* **Exercise instructions**: Beginning with the line that holds "positive clicks: (411, 490) (419, 482)" in the data below, give again every line through the one that holds "484L427 475H417L401 493L404", exactly as written.

(Stored data entries)
- - - - - - -
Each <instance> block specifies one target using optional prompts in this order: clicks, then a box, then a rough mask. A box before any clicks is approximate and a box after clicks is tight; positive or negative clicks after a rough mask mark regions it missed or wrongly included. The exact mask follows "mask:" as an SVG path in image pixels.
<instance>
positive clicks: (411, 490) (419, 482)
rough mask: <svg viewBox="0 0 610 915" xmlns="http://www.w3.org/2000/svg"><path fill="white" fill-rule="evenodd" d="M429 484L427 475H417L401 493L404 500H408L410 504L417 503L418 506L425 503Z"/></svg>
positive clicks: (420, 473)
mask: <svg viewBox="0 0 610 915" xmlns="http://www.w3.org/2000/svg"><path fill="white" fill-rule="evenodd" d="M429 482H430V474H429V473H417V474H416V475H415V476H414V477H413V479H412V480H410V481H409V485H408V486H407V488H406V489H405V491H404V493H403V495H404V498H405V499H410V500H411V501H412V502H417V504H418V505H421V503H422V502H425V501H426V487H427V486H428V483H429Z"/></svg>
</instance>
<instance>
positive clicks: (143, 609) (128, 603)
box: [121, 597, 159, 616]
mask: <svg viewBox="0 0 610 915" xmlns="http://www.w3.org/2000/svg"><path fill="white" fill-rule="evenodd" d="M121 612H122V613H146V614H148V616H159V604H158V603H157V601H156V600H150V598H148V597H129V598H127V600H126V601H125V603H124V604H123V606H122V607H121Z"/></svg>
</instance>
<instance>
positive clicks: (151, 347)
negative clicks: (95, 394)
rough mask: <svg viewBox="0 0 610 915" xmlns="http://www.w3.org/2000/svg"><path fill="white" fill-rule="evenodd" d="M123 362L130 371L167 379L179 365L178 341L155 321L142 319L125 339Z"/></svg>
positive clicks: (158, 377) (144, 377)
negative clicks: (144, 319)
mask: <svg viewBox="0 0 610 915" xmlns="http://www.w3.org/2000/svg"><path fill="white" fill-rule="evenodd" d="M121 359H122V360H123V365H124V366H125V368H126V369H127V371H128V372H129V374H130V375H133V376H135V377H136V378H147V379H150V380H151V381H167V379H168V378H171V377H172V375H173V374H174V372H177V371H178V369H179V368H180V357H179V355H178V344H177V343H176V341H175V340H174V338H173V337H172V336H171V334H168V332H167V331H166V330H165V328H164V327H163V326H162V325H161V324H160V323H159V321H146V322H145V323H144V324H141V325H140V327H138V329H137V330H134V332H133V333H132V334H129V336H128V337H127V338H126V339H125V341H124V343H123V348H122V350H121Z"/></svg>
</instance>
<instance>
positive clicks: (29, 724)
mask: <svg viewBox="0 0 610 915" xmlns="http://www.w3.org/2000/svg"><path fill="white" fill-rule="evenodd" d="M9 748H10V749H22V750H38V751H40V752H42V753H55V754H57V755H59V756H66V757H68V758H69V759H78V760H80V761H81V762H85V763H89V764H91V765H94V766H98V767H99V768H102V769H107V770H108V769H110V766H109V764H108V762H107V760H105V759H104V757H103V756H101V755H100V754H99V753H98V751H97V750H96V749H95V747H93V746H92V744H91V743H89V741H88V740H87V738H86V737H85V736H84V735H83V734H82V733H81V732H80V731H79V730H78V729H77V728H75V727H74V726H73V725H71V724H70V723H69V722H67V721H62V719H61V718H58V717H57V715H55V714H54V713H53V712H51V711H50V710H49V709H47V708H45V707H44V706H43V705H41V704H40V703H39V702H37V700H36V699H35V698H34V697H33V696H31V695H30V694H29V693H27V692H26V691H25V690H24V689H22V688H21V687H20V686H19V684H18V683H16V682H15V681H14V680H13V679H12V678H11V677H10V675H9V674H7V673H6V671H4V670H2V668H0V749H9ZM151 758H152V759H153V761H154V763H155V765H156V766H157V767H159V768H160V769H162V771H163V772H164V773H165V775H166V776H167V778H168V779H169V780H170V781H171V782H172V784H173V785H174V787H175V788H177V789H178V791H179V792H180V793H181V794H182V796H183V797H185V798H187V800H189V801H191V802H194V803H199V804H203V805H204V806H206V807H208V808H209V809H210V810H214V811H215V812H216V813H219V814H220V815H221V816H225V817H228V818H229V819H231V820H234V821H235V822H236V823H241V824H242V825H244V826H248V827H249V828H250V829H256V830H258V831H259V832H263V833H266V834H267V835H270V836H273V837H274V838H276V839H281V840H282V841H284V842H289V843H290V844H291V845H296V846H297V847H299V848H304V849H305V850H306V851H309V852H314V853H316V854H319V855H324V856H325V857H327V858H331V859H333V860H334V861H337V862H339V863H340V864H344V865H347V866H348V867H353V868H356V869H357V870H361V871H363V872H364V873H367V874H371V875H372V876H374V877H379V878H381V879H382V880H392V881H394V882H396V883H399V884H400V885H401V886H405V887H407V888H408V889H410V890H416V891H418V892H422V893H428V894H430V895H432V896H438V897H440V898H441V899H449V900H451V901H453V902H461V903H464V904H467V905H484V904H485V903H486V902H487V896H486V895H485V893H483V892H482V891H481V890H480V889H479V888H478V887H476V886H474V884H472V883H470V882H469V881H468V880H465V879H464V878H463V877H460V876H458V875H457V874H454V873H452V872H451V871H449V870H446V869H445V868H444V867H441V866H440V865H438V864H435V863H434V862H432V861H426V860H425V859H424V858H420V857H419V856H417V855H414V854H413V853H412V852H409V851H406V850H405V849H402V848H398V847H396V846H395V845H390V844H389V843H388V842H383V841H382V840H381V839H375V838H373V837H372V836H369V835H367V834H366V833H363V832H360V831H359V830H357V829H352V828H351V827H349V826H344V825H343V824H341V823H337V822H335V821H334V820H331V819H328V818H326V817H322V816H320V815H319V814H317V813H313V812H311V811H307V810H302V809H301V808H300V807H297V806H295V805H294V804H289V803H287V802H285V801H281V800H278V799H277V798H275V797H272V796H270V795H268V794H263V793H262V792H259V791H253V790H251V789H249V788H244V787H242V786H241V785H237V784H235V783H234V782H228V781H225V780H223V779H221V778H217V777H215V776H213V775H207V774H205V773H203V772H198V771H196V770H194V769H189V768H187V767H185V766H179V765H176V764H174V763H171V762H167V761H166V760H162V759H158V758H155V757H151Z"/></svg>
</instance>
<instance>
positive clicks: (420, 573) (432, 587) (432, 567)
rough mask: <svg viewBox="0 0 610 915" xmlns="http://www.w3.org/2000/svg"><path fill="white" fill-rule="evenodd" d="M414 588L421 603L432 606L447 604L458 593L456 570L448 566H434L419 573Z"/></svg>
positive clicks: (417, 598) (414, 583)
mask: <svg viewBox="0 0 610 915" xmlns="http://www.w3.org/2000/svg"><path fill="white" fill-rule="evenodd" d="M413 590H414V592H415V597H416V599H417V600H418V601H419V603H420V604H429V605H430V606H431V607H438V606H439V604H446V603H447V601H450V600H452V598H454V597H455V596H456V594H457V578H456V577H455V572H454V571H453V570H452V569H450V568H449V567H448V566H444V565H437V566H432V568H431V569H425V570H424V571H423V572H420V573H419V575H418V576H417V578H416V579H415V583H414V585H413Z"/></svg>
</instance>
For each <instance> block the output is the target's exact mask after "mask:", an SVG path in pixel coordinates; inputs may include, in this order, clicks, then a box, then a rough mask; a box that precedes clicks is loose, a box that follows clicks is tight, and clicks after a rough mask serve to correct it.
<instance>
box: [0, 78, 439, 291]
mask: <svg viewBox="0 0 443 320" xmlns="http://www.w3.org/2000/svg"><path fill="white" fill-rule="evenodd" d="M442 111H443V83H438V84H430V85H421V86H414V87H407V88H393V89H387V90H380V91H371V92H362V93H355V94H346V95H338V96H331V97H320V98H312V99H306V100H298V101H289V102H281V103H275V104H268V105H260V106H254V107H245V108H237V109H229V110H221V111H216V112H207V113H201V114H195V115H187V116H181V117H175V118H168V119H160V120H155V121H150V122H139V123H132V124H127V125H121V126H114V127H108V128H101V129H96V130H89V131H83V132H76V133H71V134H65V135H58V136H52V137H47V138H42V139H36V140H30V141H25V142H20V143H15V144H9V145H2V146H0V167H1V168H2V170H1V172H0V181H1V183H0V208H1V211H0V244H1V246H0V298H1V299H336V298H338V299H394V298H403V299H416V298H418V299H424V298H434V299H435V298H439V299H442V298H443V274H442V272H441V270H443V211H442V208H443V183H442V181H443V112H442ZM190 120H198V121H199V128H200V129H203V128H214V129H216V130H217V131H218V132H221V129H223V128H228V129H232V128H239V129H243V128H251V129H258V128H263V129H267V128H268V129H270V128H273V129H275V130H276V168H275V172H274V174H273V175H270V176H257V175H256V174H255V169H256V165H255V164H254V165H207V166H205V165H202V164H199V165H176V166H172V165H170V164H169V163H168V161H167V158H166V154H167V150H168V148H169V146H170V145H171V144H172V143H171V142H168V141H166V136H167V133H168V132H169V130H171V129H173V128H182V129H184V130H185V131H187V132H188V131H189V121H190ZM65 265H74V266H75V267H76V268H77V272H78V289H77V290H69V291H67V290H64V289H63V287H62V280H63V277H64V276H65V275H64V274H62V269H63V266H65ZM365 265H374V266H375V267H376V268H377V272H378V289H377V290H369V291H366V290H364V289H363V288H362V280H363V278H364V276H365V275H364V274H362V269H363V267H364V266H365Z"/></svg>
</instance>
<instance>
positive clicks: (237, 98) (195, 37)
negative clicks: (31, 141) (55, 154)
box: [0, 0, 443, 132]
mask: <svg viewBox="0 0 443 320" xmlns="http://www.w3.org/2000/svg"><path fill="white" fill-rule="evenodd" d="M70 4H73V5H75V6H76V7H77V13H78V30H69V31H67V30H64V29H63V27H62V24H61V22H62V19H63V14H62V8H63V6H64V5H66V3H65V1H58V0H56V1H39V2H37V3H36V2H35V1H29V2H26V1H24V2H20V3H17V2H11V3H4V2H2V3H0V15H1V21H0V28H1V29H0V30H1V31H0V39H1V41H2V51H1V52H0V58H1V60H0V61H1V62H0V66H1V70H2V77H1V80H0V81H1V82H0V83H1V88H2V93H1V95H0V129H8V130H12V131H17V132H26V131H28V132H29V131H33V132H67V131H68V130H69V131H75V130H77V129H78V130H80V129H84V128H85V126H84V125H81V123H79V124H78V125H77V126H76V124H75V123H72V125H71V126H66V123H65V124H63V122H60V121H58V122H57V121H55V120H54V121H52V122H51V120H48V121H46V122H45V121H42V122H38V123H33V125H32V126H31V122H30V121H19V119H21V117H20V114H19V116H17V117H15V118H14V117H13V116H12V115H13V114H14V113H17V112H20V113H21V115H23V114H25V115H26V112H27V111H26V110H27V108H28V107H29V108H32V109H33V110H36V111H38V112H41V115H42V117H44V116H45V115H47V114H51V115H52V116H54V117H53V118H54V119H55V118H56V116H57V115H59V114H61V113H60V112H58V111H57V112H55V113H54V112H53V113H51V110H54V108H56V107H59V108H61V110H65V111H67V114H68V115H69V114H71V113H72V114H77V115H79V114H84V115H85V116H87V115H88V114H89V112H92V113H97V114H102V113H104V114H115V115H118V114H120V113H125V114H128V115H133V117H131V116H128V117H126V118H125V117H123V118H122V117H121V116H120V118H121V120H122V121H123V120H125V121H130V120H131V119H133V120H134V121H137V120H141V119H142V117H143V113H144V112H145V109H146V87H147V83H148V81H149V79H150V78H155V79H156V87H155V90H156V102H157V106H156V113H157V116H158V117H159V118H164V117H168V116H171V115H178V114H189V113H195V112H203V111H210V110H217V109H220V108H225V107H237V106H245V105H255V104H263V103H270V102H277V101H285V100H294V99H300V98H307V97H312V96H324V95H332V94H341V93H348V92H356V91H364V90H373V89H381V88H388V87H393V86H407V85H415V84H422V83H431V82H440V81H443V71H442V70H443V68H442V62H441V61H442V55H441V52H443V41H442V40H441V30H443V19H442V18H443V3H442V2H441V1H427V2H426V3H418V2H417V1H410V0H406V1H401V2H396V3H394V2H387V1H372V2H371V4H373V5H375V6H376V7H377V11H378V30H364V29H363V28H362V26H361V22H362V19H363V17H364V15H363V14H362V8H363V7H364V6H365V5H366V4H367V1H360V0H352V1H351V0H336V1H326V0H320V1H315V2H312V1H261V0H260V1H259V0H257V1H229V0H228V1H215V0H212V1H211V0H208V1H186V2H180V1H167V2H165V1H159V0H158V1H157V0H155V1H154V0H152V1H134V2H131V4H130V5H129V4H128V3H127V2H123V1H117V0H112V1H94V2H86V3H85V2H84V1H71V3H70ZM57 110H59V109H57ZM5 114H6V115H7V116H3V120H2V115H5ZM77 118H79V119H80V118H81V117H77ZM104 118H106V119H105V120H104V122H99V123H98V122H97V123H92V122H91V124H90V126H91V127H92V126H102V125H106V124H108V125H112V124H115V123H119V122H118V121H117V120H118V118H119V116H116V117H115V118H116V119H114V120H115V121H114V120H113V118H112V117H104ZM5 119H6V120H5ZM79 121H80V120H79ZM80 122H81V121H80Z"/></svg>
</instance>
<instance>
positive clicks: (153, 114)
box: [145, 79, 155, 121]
- - - - - - -
* **The answer**:
positive clicks: (411, 490) (419, 482)
rough mask: <svg viewBox="0 0 610 915" xmlns="http://www.w3.org/2000/svg"><path fill="white" fill-rule="evenodd" d="M429 484L427 475H417L401 493L404 500H408L410 504L417 503L418 506L425 503Z"/></svg>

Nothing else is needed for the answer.